— Work instructions —
a) From the Kanude passage below, quote the text starting with "On St. Patrick’s" and going on through "in February 2010.".
b) In the Kanude passage below, where did Kanude meet his second wife?
c) Answer yes or no to whether each statement agrees with the Kanude passage below, and quote the words that decide it:
(i) Kanude and Hansen married in June 2007.
(ii) The recordings Kanude made with Kristin Clarke were released.
(iii) Hansen was performing on stage on the evening she met Kanude.
** START OF Text excerpt **
During the spring of 2004, Kanude performed solo for a time at The Warwick Hotel (now Hotel ZaZa), which had a large, framed photo of Bob Hope behind the front desk. In the fall of 2004 and spring of 2005, Kanude collaborated on unreleased recordings with local singer/songwriter Kristin Clarke and producer Robbie Parrish (Ray Younkin, SkyBlue72) at Houston’s legendary Sugar Hill Studios. After that project fizzled out and the recordings were shelved, Kanude continued to perform solo at local clubs like Rudyard’s, Anderson Fair and Warehouse Live, while also making a presence each year during Austin’s SXSW festival, and gearing up a long anticipated next album.
On St. Patrick’s Day 2006, Kanude was performing solo at a show in Houston with The Packway Handle Band at The Last Concert Café. There he met his second wife, classically trained singer Elizabeth (Lilley Faye) Hansen, who was in the audience that evening. Kanude and Hansen were married in June 2007 and welcomed a daughter in January of 2008, and later a son in February 2010.
** END OF Text excerpt **
** START OF Dataset excerpts **
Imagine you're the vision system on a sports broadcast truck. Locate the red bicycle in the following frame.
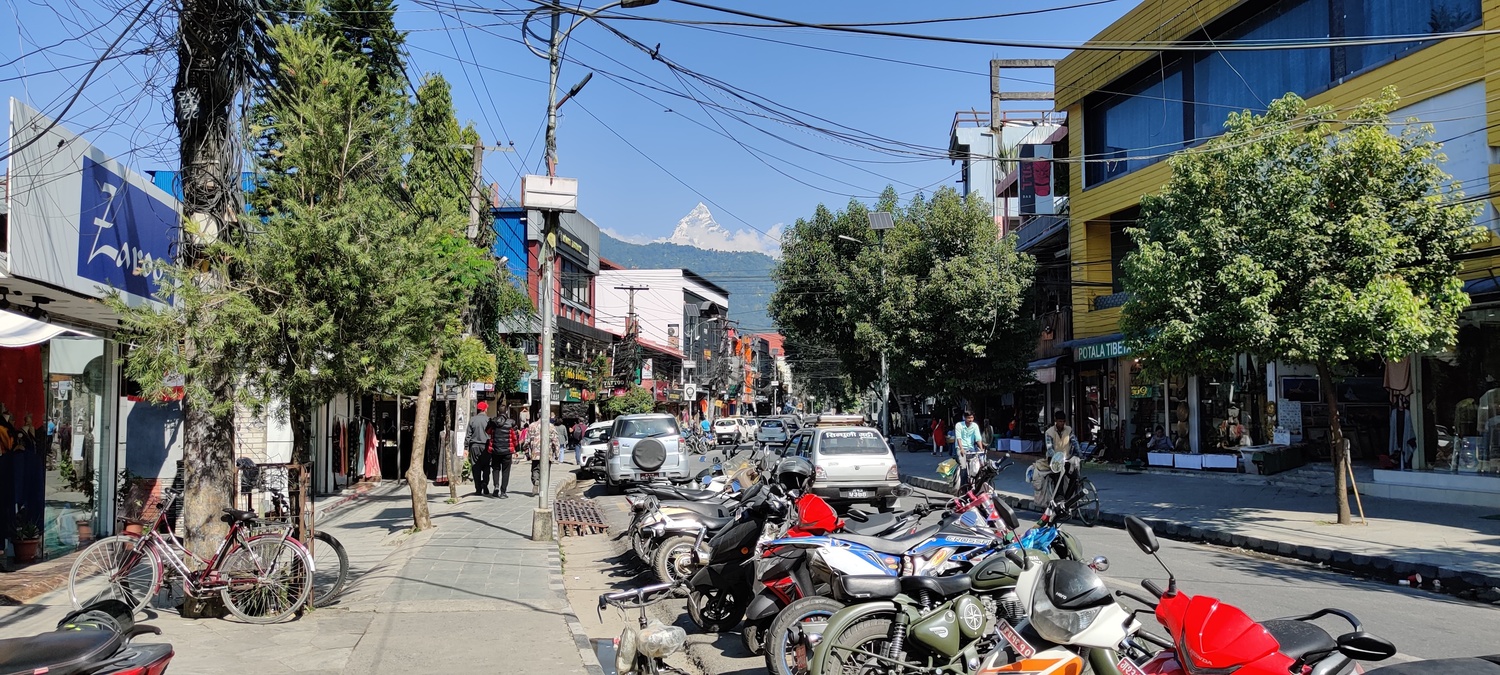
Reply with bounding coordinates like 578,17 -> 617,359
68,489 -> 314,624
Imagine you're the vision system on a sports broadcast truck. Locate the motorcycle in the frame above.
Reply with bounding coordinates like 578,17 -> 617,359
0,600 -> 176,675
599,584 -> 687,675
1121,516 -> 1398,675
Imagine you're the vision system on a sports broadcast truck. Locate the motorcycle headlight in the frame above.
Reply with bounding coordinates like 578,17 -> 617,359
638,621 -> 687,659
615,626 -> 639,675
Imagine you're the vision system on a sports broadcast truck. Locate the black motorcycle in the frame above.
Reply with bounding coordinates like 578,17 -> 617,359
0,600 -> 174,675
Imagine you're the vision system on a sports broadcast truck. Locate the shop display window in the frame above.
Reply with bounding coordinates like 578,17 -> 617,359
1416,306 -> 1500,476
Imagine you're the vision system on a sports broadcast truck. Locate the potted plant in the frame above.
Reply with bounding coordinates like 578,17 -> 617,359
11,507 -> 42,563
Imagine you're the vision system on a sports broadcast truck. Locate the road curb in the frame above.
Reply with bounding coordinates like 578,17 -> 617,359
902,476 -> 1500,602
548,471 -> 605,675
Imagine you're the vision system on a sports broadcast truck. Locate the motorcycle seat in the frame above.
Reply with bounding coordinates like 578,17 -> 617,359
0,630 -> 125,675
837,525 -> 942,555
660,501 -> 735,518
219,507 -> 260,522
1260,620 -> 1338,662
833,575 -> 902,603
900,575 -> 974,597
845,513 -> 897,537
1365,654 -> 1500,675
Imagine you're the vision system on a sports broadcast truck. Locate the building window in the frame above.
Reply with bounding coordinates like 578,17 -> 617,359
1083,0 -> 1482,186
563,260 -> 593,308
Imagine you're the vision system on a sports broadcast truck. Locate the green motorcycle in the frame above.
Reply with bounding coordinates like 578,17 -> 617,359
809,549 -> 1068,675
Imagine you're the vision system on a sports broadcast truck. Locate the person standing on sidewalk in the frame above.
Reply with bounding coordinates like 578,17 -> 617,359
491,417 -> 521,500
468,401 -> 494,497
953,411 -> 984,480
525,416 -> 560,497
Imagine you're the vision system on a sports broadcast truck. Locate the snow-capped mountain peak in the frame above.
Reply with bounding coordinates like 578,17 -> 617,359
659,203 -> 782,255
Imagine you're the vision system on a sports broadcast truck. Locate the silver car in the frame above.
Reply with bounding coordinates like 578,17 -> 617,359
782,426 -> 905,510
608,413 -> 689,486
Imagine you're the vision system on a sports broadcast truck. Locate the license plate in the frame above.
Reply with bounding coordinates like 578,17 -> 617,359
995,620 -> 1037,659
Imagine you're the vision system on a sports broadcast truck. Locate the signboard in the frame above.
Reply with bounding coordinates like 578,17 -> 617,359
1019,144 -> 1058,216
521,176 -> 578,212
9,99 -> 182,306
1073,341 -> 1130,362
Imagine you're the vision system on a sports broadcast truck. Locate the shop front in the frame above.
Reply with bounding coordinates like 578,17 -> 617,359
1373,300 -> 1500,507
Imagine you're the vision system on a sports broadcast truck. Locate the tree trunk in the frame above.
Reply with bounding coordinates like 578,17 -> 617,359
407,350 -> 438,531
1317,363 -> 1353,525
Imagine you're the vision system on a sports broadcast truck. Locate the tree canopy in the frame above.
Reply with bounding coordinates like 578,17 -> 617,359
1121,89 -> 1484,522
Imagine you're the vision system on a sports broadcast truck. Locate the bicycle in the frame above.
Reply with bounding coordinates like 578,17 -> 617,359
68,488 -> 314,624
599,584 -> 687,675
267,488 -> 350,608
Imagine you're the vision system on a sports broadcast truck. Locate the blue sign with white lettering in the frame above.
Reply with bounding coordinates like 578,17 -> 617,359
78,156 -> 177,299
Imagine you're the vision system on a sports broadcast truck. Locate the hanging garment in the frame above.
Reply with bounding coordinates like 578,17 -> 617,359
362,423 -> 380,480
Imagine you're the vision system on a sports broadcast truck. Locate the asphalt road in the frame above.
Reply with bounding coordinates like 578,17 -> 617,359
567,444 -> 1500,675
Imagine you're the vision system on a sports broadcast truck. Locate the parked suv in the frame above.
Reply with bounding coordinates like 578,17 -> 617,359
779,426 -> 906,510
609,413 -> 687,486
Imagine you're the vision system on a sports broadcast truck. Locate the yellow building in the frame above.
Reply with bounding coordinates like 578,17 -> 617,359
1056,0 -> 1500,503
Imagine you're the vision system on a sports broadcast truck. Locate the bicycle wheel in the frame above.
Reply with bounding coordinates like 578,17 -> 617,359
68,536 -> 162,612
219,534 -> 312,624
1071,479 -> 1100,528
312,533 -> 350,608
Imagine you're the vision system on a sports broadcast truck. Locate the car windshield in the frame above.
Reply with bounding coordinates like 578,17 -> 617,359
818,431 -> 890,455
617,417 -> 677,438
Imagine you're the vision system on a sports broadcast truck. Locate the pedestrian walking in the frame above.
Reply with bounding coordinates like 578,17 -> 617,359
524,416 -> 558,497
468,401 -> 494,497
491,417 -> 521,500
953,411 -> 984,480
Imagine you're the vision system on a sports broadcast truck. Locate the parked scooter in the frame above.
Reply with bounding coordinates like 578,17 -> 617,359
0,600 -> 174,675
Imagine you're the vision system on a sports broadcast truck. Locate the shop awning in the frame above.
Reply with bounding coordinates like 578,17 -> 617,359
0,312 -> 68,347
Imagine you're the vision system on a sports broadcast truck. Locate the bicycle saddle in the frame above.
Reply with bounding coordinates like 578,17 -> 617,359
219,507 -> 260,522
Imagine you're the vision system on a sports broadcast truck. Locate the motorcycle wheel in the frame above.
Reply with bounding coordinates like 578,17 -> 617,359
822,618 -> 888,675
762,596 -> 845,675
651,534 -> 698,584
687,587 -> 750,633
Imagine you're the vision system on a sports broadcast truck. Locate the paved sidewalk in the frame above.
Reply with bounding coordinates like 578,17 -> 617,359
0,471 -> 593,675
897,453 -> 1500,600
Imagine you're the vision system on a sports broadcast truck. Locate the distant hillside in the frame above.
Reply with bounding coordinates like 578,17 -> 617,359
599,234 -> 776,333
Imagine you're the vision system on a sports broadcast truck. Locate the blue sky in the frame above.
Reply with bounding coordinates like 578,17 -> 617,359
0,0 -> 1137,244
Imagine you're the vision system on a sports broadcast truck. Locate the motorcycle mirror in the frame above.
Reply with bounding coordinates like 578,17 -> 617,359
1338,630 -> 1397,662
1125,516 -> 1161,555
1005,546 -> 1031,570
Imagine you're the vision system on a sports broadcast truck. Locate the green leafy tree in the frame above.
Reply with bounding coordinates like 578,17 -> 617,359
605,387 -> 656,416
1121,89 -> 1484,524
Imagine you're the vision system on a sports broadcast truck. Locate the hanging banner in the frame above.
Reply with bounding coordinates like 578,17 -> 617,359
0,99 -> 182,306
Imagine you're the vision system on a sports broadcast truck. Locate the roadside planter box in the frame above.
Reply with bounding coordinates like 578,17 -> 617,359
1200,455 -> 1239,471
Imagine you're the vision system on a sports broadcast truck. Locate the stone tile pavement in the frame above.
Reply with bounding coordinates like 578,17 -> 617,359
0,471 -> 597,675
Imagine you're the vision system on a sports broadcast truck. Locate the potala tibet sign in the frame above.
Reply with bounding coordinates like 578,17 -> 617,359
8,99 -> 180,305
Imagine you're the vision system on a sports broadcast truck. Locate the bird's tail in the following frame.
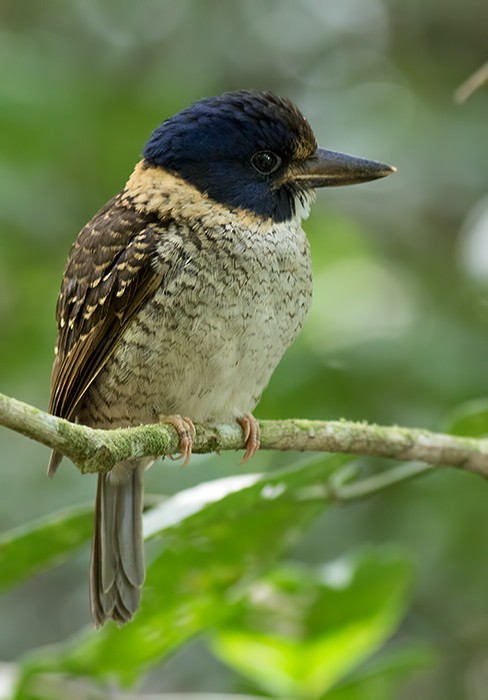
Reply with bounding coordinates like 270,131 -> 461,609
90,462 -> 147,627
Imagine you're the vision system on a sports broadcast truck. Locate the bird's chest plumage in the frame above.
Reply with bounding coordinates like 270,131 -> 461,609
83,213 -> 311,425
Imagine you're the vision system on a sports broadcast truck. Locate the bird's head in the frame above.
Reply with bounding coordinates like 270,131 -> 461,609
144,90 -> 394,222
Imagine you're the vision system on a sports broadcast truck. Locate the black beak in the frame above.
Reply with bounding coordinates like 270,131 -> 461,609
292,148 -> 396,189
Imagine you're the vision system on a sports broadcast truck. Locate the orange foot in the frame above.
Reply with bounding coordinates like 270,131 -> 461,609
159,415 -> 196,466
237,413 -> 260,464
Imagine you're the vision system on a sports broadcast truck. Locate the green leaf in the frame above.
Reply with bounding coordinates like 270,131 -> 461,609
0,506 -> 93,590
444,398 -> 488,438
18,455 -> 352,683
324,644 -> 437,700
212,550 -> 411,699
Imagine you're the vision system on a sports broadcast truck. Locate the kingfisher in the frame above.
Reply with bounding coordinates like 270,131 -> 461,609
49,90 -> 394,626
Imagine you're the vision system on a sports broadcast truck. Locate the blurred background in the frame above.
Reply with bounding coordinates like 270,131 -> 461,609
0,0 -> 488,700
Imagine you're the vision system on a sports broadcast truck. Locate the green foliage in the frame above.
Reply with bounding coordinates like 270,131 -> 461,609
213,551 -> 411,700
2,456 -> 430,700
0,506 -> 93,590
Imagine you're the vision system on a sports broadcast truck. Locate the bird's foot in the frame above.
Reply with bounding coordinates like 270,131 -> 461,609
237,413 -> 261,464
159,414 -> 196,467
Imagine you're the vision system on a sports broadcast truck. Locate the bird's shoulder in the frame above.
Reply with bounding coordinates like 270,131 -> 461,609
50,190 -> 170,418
** END OF Dataset excerpts **
— Expected responses —
a)
On St. Patrick’s Day 2006, Kanude was performing solo at a show in Houston with The Packway Handle Band at The Last Concert Café. There he met his second wife, classically trained singer Elizabeth (Lilley Faye) Hansen, who was in the audience that evening. Kanude and Hansen were married in June 2007 and welcomed a daughter in January of 2008, and later a son in February 2010.

b) At The Last Concert Café in Houston, on St. Patrick's Day 2006.

c)
(i) Yes: "Kanude and Hansen were married in June 2007"
(ii) No: "the recordings were shelved"
(iii) No: "who was in the audience that evening"